___ EXCERPTED PASSAGE ___

Consider moving the overlapped rectangle instead. Either this causes you to break free, or it overlaps a rectangle. If it overlaps a rectangle, that one's leading edge's x coordinate must be greater than the one we tried instead. We could try moving this again, but we should first see if there will be a guaranteed end to our frustrations.

If moving the rectangle with the highest x leading edge along the outer rectangle's leading y edge overlaps another rectangle, and if moving the rectangle with highest y leading edge along the outer rectangle's leading x edge overlaps another rectangle, the overlapped rectangle(s) must be at least partially within the region defined by the leading edges of the upper (higher y), more right (higher x), and the outer rectangle. If both overlap with a rectangle wihtin this inner region, one of these rectangles must lie wholly within the region. So we can see that clearing this region out will cause you to be able to move at least one of the outer rectangles. We can move these recursively until we find a single rectangle in the defined region, which is safe to move.

We can therefore guarantee an order, but the more important question is being able to easily find this. The simplest solution is to try to move a rectangle and see if it overlaps. This solution is O(n*f(n)), where f(n) is the cost of seeing if a rectangle overlaps another. The naïve implementation for f(n) is O(n), but a clever pre-sorting algorithm might be able to do it in O(lg n).

___

## GOALS
**A.** In the passage on moving rectangles, why does clearing out the inner region make it possible to move at least one of the outer rectangles? Answer in one to three sentences.
**B.** List every big-O complexity expression that appears in the passage on moving rectangles.
**C.** Duplicate the passage on moving rectangles word for word, from "If moving the rectangle with the" to "safe to move.".

___ STORED RECORDS ___

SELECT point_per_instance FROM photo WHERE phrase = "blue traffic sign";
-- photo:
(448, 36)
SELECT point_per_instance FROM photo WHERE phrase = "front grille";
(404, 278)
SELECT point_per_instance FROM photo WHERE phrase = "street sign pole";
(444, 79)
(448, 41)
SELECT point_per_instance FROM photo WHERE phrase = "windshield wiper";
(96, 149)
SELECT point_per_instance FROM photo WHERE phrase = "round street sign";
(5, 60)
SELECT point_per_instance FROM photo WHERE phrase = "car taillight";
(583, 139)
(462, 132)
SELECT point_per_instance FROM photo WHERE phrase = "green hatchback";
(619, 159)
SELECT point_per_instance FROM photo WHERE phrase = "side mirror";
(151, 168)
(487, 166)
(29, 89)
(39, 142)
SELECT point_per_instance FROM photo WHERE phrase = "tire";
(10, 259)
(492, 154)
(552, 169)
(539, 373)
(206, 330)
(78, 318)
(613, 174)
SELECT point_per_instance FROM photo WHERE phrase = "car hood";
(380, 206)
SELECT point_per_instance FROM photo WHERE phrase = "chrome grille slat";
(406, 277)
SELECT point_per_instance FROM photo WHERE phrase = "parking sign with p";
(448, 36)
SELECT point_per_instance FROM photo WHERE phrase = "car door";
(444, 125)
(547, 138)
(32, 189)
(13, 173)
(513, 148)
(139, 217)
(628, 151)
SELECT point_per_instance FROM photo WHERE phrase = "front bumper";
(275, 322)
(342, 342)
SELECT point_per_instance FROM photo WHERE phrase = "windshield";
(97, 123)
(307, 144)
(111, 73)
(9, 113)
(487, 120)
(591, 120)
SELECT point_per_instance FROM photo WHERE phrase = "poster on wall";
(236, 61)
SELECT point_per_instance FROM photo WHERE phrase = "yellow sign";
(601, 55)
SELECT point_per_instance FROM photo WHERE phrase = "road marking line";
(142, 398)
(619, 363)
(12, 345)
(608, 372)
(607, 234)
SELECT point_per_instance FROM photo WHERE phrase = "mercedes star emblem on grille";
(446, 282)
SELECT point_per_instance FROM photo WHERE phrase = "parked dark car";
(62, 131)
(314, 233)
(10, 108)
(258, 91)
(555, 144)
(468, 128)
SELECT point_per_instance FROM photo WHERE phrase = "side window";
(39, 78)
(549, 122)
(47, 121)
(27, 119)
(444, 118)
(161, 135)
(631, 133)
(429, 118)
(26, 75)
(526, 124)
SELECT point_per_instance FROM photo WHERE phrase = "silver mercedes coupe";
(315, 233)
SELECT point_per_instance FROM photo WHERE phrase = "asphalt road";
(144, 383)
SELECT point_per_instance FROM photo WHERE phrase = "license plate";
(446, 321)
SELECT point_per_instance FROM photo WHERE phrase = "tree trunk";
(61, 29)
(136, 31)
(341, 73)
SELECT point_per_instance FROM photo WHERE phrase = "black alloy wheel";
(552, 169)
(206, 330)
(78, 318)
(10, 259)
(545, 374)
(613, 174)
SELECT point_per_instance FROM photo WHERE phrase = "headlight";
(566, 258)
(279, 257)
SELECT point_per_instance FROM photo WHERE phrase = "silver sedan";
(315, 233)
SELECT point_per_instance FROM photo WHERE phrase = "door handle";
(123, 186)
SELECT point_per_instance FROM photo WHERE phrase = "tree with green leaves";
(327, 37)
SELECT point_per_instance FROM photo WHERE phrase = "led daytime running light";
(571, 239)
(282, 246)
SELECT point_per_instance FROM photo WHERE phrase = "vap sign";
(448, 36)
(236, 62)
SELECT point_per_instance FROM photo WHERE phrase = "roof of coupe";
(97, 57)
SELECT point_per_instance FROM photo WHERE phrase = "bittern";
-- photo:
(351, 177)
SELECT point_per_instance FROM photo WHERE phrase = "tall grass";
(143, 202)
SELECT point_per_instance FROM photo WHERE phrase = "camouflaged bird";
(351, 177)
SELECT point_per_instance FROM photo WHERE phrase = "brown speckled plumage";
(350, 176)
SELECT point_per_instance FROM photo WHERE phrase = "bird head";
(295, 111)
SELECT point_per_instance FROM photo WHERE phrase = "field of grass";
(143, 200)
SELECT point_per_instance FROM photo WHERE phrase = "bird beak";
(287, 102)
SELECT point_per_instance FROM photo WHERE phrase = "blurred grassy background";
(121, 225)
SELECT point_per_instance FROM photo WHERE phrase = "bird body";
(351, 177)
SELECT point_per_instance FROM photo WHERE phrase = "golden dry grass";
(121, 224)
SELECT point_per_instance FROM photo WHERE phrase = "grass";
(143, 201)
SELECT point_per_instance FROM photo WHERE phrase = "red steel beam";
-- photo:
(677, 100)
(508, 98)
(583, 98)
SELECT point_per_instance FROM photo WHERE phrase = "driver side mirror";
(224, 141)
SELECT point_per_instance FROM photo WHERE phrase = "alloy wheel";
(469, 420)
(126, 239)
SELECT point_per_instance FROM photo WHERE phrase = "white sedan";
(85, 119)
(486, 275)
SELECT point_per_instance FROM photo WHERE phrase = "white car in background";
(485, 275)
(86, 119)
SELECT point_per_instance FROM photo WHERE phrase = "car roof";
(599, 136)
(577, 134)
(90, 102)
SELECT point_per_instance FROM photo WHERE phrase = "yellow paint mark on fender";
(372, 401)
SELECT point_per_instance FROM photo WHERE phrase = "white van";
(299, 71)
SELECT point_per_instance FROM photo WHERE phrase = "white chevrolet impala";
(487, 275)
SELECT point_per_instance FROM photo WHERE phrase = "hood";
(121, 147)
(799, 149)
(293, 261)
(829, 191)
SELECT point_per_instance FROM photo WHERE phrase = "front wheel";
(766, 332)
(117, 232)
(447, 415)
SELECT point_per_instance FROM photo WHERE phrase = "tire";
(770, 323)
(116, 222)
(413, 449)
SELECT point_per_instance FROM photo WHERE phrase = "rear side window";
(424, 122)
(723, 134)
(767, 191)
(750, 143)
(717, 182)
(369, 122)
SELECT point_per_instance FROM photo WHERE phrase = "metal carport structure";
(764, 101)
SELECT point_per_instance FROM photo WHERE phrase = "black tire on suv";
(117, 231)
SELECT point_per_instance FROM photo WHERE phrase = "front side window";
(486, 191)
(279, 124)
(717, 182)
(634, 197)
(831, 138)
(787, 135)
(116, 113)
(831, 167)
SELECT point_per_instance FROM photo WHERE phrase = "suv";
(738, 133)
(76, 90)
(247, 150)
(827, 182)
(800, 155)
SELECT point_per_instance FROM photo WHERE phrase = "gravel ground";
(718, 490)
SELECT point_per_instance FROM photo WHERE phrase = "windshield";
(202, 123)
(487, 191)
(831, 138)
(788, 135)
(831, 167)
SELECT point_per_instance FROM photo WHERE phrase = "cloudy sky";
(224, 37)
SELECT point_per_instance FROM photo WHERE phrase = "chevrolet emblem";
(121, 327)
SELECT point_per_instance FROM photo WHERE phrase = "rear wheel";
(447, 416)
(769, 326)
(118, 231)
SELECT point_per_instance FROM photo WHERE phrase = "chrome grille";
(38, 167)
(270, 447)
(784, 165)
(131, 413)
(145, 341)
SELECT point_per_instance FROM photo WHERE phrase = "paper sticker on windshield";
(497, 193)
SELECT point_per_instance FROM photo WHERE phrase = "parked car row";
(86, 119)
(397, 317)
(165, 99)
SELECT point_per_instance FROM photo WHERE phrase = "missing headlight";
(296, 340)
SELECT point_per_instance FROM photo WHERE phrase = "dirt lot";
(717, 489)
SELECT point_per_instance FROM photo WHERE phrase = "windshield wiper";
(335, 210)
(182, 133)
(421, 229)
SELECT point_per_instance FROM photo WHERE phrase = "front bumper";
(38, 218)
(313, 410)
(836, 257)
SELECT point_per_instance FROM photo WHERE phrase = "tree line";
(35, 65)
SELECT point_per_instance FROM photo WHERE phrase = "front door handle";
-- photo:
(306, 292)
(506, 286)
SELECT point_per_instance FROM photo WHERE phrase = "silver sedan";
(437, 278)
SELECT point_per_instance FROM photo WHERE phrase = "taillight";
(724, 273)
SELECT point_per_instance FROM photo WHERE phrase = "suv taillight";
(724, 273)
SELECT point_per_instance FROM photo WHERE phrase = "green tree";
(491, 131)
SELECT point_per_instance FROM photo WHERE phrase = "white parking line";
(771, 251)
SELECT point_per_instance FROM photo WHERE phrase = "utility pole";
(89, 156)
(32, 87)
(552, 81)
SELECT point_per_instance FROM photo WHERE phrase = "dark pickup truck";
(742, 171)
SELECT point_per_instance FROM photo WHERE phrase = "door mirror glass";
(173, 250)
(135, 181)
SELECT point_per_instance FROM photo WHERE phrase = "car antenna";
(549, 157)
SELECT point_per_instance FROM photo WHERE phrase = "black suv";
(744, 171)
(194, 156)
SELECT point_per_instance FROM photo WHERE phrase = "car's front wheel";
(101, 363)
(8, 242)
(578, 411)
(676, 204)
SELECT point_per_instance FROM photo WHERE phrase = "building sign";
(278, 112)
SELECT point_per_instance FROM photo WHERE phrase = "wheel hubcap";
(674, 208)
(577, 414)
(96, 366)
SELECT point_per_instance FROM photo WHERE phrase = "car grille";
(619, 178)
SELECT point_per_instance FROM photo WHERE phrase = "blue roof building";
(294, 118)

___

## SOLUTIONS PER TASK
**A.** If moving each of the two rectangles overlaps another rectangle, the overlapped rectangle or rectangles must lie at least partly within the region bounded by the leading edges of the upper rectangle, the more right rectangle and the outer rectangle. Emptying that region therefore removes what blocks the move.

**B.** O(n*f(n)), O(n), O(lg n)

**C.**
If moving the rectangle with the highest x leading edge along the outer rectangle's leading y edge overlaps another rectangle, and if moving the rectangle with highest y leading edge along the outer rectangle's leading x edge overlaps another rectangle, the overlapped rectangle(s) must be at least partially within the region defined by the leading edges of the upper (higher y), more right (higher x), and the outer rectangle. If both overlap with a rectangle wihtin this inner region, one of these rectangles must lie wholly within the region. So we can see that clearing this region out will cause you to be able to move at least one of the outer rectangles. We can move these recursively until we find a single rectangle in the defined region, which is safe to move.